- ACTIONS TO TAKE -
1 > From the passage on the University and Higher Education, list everything the staff will be working hard to do this year.
2 > Carry on the passage on the University and Higher Education from the point where it stops.

- EXCERPT TO READ -
----

The judges were moved because they could see that the commitment of those involved ran deeper than presentation – it reflected 'grit and determination' which was special, and worthy of their award.
As I meet with staff in all parts of the University, I know that such commitment is found across the institution, and so I have real cause for optimism. This year I am meeting with Heads of Department and am already hearing important insights from the talented people who are leading our departments. They're telling me about the research we are carrying out as we prepare for the REF, and the education we offer. This year I know you will all be working hard to deliver on our proposition to students, to carry out outstanding research, to maximise the impact of our intellectual strengths and to support intellectual quality within a global academic community.
I am glad to see this kind of strength across the board, because certainly we need it.
We need to be realistic about the times in which we live and the challenges for Higher Education. Persistent reductions in public funding and new possibilities for alternative and private provision of Higher Education are changing our landscape. There are new pressures on research councils and increasingly we are having to demonstrate 'value for money'.
But we are right to be confident.

----

- MATERIAL PROVIDED -
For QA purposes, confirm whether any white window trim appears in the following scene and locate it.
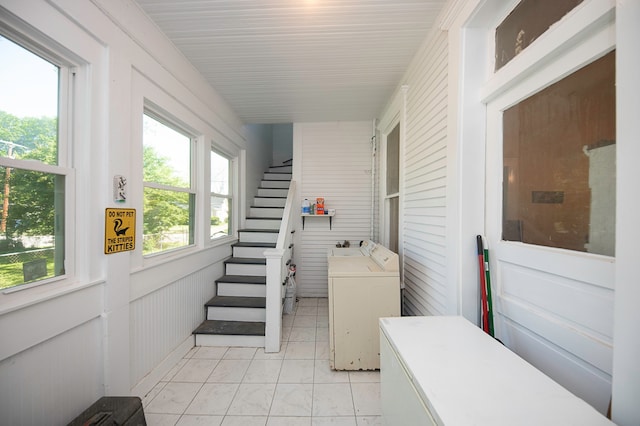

----

- THE RESPONSES -
1 >
- Deliver on our proposition to students
- Carry out outstanding research
- Maximise the impact of our intellectual strengths
- Support intellectual quality within a global academic community

2 >
So my message to staff is simple. We should hold our nerve. Things will be difficult and we may even have to change some of the things we cherish most. But we should be confident in our ambitions because fundamentally we are a class act, and are rightly seen this way across the UK and the world.
We have important things to do - that we know are important without having to be nagged about them by policy makers. Our own values need to be our steer. The thought "to thine own self be true" has never been more timely.
Our identity is not important simply as a matter of ranking, or even when it leads to awards – although of course we enjoy those. It is important because we are focused on important work. We are international, and that means that we aspire to be part of a global community of scholars grappling with profound challenges. We are also rooted in our city and region, and aim to be active citizens – believing that there is no contradiction between international excellence and applying our expertise for the benefit and inspiration of our own communities. We believe that to be Civic we do not have to be parochial, but active citizens who make our home, our country and our world a better place.
These are bold ambitions, but we work in a University founded by people who aspired to achieve the best. They were not daunted by hard times or obstacles, and we will also rise to the challenge.
Last week we held the January graduations. Around the concourse were quotes that reminded our new graduates of the possibilities they have to instigate change. 'You can go anywhere.' 'You can change anything.'
Of course, they will not be able to succeed without facing challenges. Nor will we. But that spirit of confidence in a cause worth embracing is vital to all our futures.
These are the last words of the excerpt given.